● **Given task**
Select and copy each row below that contains the word "child". Case counts, so a row matches only if its capitalization is the same.

● **Data for this exercise**

· · · · ·

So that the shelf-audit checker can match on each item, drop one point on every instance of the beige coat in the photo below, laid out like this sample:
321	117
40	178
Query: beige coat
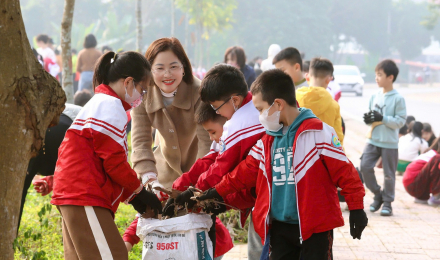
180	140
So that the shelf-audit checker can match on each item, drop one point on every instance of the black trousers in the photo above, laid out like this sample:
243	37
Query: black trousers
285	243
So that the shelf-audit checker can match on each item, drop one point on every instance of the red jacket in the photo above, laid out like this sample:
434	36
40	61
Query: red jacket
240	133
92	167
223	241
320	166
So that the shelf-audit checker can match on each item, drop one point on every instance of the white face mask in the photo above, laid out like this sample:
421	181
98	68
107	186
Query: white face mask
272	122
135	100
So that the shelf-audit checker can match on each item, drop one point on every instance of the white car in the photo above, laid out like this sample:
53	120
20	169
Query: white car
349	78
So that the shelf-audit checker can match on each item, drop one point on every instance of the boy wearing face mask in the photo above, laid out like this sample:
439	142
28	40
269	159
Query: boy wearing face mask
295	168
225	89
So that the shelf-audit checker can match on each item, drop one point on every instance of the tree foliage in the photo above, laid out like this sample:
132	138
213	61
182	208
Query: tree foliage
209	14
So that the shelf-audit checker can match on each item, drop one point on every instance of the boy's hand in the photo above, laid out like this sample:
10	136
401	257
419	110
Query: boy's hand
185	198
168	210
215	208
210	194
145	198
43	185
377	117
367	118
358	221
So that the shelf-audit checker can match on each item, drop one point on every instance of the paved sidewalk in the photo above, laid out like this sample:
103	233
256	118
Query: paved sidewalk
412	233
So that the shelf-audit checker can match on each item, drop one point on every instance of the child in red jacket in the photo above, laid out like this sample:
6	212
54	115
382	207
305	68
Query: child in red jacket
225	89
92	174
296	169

· · · · ·

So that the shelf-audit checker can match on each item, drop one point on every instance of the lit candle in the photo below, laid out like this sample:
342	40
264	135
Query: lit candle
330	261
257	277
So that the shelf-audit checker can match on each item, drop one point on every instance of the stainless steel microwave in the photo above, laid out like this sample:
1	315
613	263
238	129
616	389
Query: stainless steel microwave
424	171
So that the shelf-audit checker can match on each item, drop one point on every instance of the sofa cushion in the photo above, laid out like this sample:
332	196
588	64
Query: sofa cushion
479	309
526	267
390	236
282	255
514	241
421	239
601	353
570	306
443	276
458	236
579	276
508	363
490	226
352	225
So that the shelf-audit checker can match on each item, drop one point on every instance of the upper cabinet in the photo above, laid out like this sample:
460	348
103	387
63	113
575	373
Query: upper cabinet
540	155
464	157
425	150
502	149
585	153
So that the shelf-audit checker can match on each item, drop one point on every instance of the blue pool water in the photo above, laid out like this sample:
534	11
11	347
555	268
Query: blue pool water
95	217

· · · · ·

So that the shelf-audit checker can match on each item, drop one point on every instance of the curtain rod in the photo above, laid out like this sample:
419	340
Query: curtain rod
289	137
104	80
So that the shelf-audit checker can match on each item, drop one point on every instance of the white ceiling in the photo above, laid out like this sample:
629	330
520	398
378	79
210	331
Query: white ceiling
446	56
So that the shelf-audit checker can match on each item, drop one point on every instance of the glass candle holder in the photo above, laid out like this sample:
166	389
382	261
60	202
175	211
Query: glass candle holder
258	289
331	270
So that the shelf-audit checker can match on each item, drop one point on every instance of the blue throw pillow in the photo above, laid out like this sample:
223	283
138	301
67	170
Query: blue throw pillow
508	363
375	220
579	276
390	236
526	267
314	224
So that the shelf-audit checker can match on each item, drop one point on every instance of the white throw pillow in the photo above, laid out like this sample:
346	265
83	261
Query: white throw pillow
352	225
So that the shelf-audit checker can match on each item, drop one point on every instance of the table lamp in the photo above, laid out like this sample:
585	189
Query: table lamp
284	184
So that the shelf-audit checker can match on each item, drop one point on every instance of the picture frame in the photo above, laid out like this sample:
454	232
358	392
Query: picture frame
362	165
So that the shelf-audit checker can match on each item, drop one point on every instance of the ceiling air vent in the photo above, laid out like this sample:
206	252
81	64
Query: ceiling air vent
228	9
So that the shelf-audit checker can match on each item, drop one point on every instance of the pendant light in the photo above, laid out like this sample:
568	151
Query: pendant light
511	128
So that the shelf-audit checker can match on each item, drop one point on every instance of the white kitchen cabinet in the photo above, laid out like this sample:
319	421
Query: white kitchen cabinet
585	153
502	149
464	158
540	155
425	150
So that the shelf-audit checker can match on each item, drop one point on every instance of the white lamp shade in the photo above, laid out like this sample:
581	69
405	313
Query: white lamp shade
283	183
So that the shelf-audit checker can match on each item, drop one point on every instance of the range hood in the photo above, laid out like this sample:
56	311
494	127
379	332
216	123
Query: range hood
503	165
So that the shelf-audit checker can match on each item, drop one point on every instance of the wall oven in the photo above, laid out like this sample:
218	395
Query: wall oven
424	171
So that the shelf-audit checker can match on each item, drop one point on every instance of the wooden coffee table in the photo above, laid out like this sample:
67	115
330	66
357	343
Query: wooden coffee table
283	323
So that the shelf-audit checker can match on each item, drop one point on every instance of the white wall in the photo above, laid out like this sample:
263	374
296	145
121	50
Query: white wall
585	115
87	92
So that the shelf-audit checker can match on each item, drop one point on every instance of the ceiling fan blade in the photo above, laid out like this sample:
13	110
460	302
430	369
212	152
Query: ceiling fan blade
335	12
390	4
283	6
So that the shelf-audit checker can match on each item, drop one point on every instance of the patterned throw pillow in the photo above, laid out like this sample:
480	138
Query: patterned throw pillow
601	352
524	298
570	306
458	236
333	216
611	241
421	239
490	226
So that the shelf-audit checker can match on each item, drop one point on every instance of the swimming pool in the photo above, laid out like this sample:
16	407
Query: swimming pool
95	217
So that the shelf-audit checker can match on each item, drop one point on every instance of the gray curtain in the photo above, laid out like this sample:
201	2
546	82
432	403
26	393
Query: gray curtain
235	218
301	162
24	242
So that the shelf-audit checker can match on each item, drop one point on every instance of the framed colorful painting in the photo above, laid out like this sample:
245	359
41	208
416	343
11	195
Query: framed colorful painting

· · · · ·

● **Written solution**
So that the shelf-audit checker can match on each item, drop one point on every instance of the child in red jacket in the photo above, laid out like this sample:
Query: child in red jacket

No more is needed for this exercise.